**Prompt:** Render all of the items below as a numbered list, leaving out any blank lines.

[Dataset rows]
———
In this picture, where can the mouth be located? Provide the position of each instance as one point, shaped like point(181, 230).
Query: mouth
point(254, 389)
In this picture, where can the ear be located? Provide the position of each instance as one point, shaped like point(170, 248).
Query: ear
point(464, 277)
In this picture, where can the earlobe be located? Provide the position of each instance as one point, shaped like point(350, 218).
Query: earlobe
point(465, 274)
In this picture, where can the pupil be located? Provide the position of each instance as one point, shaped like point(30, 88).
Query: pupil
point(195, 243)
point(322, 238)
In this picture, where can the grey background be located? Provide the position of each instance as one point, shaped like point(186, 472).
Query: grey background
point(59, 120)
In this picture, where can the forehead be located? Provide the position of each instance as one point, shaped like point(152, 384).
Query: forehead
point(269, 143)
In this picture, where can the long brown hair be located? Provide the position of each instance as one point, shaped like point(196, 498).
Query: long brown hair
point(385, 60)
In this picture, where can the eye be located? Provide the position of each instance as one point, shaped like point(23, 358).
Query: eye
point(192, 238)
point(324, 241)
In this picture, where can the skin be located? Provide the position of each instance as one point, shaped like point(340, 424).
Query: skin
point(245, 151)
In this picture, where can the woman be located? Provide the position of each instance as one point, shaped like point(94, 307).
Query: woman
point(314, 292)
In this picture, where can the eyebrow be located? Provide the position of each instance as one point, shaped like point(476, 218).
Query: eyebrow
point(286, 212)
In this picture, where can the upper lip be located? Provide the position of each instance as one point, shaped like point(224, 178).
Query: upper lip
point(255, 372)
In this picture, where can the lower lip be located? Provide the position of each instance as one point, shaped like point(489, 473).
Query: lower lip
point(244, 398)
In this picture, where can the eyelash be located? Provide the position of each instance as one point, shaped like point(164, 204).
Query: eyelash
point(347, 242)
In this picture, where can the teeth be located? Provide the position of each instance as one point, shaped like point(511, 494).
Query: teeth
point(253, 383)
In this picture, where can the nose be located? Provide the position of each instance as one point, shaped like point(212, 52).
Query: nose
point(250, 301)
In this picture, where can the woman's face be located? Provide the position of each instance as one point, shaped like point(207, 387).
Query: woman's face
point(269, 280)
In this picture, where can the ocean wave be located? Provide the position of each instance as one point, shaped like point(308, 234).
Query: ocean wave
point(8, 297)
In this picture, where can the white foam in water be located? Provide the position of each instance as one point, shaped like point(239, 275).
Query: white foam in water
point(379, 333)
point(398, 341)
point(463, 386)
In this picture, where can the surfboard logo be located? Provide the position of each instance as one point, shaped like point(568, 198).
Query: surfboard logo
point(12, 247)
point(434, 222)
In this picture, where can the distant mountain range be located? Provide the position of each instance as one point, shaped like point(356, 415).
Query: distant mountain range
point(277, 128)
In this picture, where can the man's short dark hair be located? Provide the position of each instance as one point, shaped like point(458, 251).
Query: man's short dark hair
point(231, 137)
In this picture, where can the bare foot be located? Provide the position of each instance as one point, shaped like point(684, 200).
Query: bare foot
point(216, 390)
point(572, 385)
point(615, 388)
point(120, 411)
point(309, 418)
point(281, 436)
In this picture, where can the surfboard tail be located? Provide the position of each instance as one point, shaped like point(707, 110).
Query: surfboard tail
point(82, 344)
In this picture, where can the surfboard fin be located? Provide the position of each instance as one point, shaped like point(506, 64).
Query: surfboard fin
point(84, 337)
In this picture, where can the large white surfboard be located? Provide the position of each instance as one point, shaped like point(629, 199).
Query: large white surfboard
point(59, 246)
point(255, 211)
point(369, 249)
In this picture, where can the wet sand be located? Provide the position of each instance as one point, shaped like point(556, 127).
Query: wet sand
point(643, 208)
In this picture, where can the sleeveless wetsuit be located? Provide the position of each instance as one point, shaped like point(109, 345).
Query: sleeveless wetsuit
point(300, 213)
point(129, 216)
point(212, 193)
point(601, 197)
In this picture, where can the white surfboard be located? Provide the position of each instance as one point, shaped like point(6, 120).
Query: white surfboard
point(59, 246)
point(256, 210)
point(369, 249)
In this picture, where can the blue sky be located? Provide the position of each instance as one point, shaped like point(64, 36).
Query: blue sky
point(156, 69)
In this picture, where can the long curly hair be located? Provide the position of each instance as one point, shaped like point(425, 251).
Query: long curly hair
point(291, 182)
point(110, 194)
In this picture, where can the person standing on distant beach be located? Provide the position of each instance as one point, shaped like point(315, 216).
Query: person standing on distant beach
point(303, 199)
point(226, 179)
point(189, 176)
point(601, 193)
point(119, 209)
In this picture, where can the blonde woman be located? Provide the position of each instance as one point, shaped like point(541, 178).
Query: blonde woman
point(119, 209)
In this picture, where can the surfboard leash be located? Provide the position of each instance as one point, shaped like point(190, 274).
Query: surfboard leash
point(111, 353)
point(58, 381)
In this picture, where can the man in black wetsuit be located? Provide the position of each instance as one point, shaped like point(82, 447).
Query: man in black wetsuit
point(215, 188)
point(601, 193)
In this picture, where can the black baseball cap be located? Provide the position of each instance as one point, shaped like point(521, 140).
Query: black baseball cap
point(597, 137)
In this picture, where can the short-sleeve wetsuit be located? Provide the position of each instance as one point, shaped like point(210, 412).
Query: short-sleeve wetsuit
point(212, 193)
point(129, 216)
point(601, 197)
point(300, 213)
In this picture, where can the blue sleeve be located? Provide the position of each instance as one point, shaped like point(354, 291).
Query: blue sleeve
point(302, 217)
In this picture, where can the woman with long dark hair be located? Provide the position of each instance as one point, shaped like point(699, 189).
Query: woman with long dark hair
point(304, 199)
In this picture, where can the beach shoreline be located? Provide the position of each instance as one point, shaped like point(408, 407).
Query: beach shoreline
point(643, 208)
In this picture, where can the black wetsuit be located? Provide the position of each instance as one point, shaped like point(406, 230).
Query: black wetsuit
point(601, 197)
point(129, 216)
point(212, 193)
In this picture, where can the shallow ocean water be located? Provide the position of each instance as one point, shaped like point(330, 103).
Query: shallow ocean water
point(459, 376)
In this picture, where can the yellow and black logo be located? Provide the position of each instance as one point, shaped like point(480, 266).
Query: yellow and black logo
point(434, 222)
———
**The solution:**
1. In this picture, where can the mouth be located? Provide the position of each instance as one point, shaped like point(181, 230).
2. Query: mouth
3. point(254, 389)
4. In this picture, where can the ear be located? Provide the position of each instance as one point, shaped like point(170, 248).
5. Query: ear
6. point(464, 277)
7. In this picture, where can the earlobe be located? Provide the position of each instance as one point, shaped like point(350, 218).
8. Query: earlobe
9. point(465, 274)
10. In this picture, where can the pupil be located? Provide the position of each instance as one point, shaped like point(30, 88).
11. Query: pupil
12. point(195, 243)
13. point(322, 238)
14. In this picture, where can the grey background be located? Provide the position of each instance as one point, shaped like point(186, 472).
15. Query: grey background
16. point(59, 120)
17. In this picture, where can the forehead be located? Provide the position of each instance as one point, shaped like point(152, 384).
18. Query: forehead
19. point(269, 143)
20. In this picture, where can the long brown hair be located? Provide the position of each instance as one point, shaped like point(196, 498).
21. Query: long brown hair
22. point(385, 60)
23. In this picture, where can the eye be located? Provide the position of each instance as one point, shaped like point(23, 358).
24. Query: eye
25. point(192, 238)
26. point(324, 241)
27. In this picture, where can the skin be located? Provide the position of each instance as one point, shaped like point(340, 424).
28. Query: skin
29. point(245, 151)
30. In this picture, where can the woman be located? Provide the position of each instance as one point, shaped like point(94, 307).
31. Query: woman
32. point(314, 292)
33. In this picture, where can the eyebrow be located? Provide the position of each instance as one point, shaped like point(476, 218).
34. Query: eyebrow
35. point(286, 212)
36. In this picture, where can the upper lip be located? Provide the position of each instance as one point, shaped like point(224, 178).
37. Query: upper lip
38. point(255, 372)
39. In this picture, where can the lower lip be located? Provide the position of each instance as one point, shaped like point(489, 473).
40. Query: lower lip
41. point(244, 398)
42. In this picture, where can the eyelash be located? Provide the position of each instance as one point, shaped like point(164, 204).
43. Query: eyelash
44. point(347, 242)
45. In this picture, where can the teeth be located? Provide the position of each instance as one point, shaped like point(511, 494).
46. Query: teeth
47. point(253, 383)
48. In this picture, where can the nose be located? Provide the position of each instance as one point, shaped like point(212, 52).
49. Query: nose
50. point(250, 301)
51. In this picture, where can the woman's face be located? Provide the position of each instance as one point, shaped like point(207, 387).
52. Query: woman's face
53. point(269, 280)
54. In this picture, where can the ocean wave be located? Provide the position of each instance as one point, shaped like point(308, 234).
55. Query: ocean wave
56. point(8, 297)
57. In this picture, where can the white foam in water be located? Provide the position of each instance as one point, shaped like point(239, 275).
58. Query: white foam in water
59. point(379, 333)
60. point(398, 341)
61. point(463, 386)
62. In this picture, where can the surfboard logo be located? Provide the position of each instance as one point, shaped like point(568, 198).
63. Query: surfboard logo
64. point(12, 247)
65. point(434, 222)
66. In this picture, where can the distant mountain range be located? Provide the position of each instance as one point, shaped like point(356, 415).
67. Query: distant mountain range
68. point(277, 128)
69. In this picture, where can the man's short dark hair be located? Provide the position of each instance as one point, shaped like point(458, 251).
70. Query: man's short dark hair
71. point(231, 137)
72. In this picture, where can the bare foot be located? Provide the position of each instance as one point, shaped like point(684, 200).
73. Query: bare foot
74. point(216, 390)
75. point(572, 385)
76. point(615, 388)
77. point(120, 411)
78. point(309, 418)
79. point(281, 436)
80. In this picture, where can the surfboard tail be located? Provide the position of each instance as one point, shaped like point(707, 110).
81. Query: surfboard tail
82. point(82, 344)
83. In this picture, where can the surfboard fin be located? Provide the position of each instance as one point, shaped like point(506, 64).
84. Query: surfboard fin
85. point(84, 337)
86. In this picture, where can the large white surfboard be located? Provide the position of each instance as one point, shaped like point(629, 199).
87. Query: large white surfboard
88. point(59, 246)
89. point(255, 211)
90. point(369, 249)
91. In this picture, where can the wet sand be located? Provide the position of each instance as one point, shaped like point(556, 127).
92. Query: wet sand
93. point(643, 208)
94. In this picture, where can the sleeveless wetsuit be located? Provide the position of each instance as one point, shaped like point(109, 345).
95. Query: sleeveless wetsuit
96. point(300, 213)
97. point(129, 216)
98. point(212, 193)
99. point(601, 197)
100. In this picture, where can the white surfboard be located? Provide the position of each instance as one point, shaped like point(6, 120).
101. Query: white surfboard
102. point(59, 246)
103. point(256, 210)
104. point(369, 249)
105. In this picture, where can the blue sky be located? Provide the position of each instance as one point, shaped like point(64, 36).
106. Query: blue sky
107. point(156, 69)
108. In this picture, where can the long curly hair be located? Provide the position of each instance as one point, shaped like point(425, 251).
109. Query: long curly hair
110. point(291, 182)
111. point(110, 194)
112. In this picture, where can the person standing on distant beach be located? Provide the position of each instance as one point, shaped like point(315, 216).
113. Query: person standing on distant beach
114. point(303, 199)
115. point(226, 179)
116. point(189, 176)
117. point(601, 193)
118. point(119, 209)
119. In this picture, where can the blonde woman be located? Provide the position of each instance as one point, shaped like point(541, 178).
120. Query: blonde woman
121. point(119, 209)
122. In this picture, where can the surfboard leash be located? Provide the position of each instance as one point, shaped like point(190, 274).
123. Query: surfboard leash
124. point(111, 353)
125. point(58, 381)
126. In this picture, where can the man in black wetsuit be located? Provide the position of each instance as one point, shaped like point(82, 447).
127. Query: man in black wetsuit
128. point(215, 188)
129. point(601, 193)
130. In this picture, where can the black baseball cap be located? Provide the position of each instance as one point, shaped like point(521, 140).
131. Query: black baseball cap
132. point(597, 137)
133. In this picture, where can the short-sleeve wetsuit be located? Provide the position of each instance as one point, shaped like point(210, 412).
134. Query: short-sleeve wetsuit
135. point(212, 193)
136. point(129, 216)
137. point(601, 197)
138. point(300, 213)
139. In this picture, where can the blue sleeve be located? Provide the position of each instance as one point, shaped like point(354, 291).
140. Query: blue sleeve
141. point(302, 217)
142. In this picture, where can the woman with long dark hair be located? Provide the position of each instance as one point, shaped like point(699, 189).
143. Query: woman with long dark hair
144. point(304, 199)
145. In this picture, where can the beach shoreline be located? Provide the position of each instance as one point, shaped like point(408, 407).
146. Query: beach shoreline
147. point(643, 208)
148. In this picture, where can the black wetsuit be located? Provide the position of each instance as one point, shaped like point(406, 230).
149. Query: black wetsuit
150. point(601, 197)
151. point(129, 216)
152. point(212, 193)
153. In this picture, where can the shallow ocean water be located? Provide the position of each instance as one point, shaped like point(330, 103).
154. Query: shallow ocean water
155. point(459, 376)
156. In this picture, where can the yellow and black logo be located? Provide the position of each instance as one point, shaped like point(480, 266).
157. Query: yellow and black logo
158. point(434, 222)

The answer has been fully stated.